■ **Given records**
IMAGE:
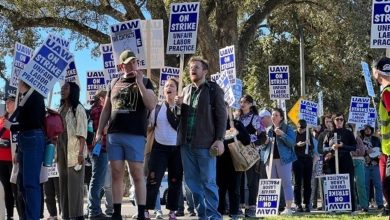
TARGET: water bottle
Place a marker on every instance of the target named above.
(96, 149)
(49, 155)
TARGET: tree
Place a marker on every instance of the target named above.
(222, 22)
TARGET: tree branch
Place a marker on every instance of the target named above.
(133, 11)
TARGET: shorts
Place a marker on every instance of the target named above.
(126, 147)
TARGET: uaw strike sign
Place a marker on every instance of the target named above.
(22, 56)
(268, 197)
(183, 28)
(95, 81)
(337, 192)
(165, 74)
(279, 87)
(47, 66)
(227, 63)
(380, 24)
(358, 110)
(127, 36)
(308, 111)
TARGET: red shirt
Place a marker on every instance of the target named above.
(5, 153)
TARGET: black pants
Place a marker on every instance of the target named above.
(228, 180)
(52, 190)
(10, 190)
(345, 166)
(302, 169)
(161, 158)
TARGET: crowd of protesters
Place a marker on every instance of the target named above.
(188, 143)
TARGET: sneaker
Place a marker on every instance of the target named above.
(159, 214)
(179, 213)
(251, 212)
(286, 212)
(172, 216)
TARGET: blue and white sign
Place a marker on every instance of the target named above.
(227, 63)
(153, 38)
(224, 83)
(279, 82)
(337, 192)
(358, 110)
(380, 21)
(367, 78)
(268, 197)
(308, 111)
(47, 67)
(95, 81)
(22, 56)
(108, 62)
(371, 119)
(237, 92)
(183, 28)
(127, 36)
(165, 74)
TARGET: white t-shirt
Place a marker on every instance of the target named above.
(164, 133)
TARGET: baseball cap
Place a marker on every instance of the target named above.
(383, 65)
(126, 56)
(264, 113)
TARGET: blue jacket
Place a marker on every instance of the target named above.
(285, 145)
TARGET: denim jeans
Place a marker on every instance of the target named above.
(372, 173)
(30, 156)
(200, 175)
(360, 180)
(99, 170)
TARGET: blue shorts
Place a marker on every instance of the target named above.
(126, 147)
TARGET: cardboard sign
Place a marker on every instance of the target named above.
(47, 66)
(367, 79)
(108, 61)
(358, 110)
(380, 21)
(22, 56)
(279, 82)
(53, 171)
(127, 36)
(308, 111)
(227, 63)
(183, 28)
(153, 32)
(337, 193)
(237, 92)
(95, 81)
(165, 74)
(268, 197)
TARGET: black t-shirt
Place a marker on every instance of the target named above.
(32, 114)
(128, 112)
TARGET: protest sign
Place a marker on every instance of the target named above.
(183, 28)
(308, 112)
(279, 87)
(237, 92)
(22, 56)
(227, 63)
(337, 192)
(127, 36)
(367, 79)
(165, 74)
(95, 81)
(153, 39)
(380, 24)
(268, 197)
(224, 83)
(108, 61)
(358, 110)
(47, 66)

---

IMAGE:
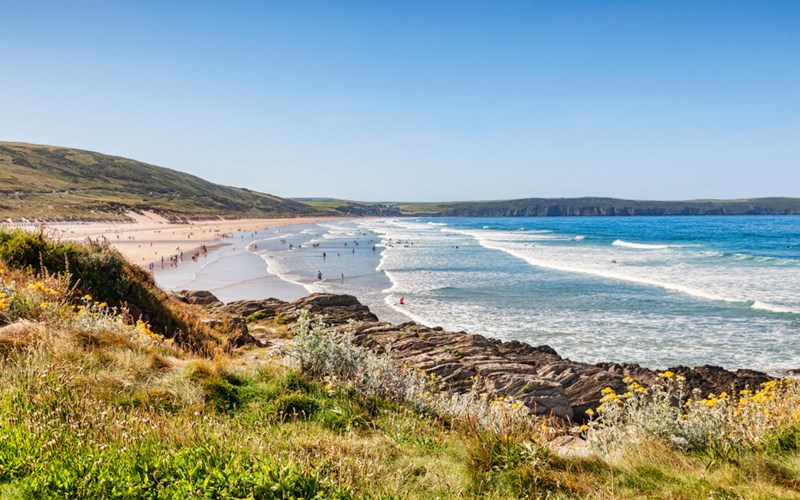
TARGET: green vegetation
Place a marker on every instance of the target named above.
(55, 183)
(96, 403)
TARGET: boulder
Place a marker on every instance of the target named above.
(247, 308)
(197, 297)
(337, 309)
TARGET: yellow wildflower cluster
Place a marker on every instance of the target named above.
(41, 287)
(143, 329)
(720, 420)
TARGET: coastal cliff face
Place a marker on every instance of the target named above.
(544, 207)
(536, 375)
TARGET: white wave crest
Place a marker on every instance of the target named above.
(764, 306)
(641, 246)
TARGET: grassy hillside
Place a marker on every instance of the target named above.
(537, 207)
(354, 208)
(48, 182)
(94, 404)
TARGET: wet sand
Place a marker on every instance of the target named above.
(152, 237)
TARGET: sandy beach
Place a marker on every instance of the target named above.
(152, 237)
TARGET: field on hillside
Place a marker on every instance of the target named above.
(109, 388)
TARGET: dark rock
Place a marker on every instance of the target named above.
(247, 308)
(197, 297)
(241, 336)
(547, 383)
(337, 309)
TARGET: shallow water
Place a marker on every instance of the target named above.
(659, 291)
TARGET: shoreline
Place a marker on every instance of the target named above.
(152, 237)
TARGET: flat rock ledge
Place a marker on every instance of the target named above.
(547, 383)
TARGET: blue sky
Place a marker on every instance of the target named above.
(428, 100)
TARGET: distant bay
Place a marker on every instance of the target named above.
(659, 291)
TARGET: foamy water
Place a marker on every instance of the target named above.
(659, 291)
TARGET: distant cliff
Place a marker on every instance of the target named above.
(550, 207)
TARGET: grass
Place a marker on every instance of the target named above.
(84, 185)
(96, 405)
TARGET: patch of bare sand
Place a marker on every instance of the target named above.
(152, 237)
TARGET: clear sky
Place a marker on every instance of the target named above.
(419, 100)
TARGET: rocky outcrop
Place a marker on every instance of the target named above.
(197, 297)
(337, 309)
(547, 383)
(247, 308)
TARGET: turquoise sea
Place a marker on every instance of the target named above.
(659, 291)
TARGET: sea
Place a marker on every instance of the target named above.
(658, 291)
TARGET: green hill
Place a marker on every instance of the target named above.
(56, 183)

■ **Problem statement**
Whenever a line in the material above holds the string "cliff", copy that line in full.

■ **Solution to this exercise**
TARGET: coastal cliff face
TARGET: distant cliff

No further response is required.